WORK INSTRUCTIONS:
Return every line in the records below that contains the string "helmet". Treat uppercase and lowercase letters as different.

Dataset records
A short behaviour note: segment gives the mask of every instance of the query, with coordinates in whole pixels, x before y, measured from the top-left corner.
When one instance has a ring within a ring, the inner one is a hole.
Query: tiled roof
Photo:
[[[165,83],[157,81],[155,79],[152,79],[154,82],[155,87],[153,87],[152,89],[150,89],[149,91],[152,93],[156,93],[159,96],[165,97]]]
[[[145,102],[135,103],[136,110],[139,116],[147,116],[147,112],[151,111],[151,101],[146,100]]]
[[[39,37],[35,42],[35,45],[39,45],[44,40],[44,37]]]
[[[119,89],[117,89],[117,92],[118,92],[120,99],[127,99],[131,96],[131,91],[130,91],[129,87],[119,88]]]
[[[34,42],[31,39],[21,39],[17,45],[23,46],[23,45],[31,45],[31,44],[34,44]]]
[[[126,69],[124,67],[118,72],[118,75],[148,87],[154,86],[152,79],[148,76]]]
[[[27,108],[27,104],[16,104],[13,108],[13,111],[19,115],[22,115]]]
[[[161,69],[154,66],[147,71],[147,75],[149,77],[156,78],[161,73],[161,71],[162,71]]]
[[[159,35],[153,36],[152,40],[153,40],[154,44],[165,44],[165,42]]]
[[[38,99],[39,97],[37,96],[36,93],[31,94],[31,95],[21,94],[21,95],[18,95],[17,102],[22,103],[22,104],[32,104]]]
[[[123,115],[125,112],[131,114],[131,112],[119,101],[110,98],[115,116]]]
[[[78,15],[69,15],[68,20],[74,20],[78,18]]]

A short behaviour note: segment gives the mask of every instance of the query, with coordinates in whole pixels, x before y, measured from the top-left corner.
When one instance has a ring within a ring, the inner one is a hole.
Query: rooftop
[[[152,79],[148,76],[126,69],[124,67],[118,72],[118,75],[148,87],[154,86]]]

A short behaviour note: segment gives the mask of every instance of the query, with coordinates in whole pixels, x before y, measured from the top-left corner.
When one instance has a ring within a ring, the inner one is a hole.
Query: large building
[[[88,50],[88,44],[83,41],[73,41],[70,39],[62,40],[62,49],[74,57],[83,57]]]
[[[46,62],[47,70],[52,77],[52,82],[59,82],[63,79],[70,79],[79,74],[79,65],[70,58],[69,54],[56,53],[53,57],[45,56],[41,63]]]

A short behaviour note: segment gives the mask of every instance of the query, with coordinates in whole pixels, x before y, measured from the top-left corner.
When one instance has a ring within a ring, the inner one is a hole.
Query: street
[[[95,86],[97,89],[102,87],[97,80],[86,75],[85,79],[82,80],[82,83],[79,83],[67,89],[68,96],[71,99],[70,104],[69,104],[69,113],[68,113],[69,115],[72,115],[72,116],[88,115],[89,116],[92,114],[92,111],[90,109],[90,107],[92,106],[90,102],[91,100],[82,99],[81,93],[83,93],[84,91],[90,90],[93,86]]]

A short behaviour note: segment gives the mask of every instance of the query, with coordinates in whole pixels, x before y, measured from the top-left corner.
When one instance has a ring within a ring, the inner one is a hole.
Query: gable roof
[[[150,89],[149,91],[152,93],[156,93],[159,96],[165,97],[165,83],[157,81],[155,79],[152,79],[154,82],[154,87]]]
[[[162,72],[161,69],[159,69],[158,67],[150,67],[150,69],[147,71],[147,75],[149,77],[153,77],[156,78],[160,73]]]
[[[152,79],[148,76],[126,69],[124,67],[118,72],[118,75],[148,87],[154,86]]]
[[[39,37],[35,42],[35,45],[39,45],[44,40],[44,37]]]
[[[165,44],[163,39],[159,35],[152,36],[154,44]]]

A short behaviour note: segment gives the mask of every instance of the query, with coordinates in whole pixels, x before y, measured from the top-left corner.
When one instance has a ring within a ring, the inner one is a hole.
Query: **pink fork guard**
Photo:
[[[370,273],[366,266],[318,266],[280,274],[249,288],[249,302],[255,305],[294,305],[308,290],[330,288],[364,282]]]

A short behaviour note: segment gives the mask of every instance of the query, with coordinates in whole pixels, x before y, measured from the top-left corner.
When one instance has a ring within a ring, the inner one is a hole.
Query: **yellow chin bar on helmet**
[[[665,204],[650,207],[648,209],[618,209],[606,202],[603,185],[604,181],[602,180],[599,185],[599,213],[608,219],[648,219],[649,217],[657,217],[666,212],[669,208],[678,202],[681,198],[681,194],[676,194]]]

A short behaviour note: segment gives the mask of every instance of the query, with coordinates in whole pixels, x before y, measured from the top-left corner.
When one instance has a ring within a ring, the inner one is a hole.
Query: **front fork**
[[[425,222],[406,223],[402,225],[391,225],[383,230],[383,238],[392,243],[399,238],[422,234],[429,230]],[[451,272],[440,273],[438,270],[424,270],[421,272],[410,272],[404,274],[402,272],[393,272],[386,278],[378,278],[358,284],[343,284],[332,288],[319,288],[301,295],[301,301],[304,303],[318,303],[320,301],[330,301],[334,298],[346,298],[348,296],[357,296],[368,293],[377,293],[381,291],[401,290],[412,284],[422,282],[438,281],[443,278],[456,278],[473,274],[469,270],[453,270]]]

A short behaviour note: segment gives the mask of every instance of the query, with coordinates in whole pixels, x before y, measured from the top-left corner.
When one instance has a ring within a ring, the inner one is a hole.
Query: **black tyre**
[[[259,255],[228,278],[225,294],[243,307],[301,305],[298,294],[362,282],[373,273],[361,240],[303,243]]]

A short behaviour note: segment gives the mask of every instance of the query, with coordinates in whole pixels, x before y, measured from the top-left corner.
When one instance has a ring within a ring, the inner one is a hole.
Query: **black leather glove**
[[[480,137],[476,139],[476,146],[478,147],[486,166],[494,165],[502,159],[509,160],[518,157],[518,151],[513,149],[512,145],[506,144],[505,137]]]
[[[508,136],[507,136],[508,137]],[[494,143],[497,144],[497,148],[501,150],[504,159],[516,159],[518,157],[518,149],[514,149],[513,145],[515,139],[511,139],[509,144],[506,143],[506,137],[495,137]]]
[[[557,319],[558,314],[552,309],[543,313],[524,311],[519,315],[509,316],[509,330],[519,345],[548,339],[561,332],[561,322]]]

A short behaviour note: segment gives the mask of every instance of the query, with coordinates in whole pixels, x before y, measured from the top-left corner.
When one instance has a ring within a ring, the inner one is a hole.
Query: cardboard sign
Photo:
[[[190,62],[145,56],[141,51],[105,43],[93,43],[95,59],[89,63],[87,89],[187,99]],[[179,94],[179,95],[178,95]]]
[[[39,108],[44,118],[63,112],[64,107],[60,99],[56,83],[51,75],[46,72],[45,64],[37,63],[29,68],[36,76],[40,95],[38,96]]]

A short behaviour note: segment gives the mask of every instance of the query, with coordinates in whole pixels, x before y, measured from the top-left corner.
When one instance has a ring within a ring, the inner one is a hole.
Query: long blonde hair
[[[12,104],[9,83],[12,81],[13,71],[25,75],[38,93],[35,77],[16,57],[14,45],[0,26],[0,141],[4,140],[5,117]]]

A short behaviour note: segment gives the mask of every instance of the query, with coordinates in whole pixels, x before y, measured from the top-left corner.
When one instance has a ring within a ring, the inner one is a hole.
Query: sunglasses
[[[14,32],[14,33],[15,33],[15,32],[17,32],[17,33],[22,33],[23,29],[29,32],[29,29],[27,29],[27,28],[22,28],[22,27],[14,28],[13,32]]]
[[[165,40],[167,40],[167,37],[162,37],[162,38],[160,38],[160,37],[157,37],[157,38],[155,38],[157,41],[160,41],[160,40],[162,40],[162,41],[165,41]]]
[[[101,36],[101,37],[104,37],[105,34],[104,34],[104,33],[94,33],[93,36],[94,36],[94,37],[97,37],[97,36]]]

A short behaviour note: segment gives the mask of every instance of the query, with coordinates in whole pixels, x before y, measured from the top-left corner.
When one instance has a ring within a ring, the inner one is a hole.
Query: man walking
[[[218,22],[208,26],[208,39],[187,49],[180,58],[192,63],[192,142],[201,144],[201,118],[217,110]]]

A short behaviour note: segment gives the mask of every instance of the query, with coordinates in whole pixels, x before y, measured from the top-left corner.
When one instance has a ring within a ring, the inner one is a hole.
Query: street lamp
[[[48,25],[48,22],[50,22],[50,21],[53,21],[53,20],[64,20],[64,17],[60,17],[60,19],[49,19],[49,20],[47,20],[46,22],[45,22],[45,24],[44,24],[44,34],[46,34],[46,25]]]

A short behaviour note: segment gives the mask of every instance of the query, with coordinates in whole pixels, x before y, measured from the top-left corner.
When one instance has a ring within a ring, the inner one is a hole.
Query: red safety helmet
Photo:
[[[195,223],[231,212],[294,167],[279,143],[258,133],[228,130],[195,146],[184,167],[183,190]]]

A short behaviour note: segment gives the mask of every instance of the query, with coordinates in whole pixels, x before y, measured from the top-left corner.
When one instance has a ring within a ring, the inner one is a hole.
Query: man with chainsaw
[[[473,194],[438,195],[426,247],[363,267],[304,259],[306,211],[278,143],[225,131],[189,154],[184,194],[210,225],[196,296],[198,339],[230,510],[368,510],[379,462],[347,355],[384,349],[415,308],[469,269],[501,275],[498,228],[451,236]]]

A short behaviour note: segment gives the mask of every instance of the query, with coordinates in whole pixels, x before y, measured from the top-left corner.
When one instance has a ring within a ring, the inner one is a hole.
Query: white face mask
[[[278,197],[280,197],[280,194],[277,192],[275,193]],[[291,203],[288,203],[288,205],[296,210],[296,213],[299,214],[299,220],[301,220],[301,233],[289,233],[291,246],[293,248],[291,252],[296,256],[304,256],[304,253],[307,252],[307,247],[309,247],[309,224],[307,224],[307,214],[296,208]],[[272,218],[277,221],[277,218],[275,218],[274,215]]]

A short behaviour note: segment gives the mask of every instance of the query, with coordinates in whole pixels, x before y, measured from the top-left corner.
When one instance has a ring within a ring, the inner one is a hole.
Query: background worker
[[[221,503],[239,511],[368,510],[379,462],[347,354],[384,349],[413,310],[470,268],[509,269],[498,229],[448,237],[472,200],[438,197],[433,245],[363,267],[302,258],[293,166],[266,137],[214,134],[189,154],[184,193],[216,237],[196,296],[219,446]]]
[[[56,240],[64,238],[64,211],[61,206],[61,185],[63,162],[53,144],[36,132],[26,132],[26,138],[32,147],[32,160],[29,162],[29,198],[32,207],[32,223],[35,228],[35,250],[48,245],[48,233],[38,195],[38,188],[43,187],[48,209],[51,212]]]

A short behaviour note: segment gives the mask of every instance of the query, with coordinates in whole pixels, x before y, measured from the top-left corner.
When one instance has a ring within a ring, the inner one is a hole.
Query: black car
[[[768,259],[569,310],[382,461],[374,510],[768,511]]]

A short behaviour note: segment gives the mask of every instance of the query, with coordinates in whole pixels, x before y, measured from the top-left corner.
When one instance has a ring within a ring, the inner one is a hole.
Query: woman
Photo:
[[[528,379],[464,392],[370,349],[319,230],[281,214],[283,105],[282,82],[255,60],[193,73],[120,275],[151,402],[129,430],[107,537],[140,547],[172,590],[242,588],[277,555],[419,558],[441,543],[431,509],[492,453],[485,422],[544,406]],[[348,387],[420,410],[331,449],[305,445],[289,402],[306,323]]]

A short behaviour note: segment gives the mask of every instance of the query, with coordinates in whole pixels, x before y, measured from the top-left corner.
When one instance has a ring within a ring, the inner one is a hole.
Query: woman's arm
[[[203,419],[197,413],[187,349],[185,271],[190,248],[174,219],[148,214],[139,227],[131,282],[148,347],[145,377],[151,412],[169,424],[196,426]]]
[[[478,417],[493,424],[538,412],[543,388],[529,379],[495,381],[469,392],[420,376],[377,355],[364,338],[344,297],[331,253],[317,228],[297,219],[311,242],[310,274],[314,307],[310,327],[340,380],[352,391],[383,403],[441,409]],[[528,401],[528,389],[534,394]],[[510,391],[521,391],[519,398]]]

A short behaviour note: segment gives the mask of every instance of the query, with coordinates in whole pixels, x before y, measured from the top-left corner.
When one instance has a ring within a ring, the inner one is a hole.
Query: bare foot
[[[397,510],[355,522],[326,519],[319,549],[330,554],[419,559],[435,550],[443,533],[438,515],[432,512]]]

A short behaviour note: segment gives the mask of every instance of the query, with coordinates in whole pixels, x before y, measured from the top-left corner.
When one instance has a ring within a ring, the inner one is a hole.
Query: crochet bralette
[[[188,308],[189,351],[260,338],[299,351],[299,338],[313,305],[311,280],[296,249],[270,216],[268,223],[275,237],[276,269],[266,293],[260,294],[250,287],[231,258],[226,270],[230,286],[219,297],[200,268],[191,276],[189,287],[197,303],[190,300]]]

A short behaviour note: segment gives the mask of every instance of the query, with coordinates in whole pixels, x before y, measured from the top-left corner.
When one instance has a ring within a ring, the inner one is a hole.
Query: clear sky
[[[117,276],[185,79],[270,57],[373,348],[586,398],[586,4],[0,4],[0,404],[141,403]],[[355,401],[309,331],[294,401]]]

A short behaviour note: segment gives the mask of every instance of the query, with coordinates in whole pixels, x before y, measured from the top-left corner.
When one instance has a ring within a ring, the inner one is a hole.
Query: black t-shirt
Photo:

COMPLETED TASK:
Query: **yellow chin bar on helmet**
Query: red safety helmet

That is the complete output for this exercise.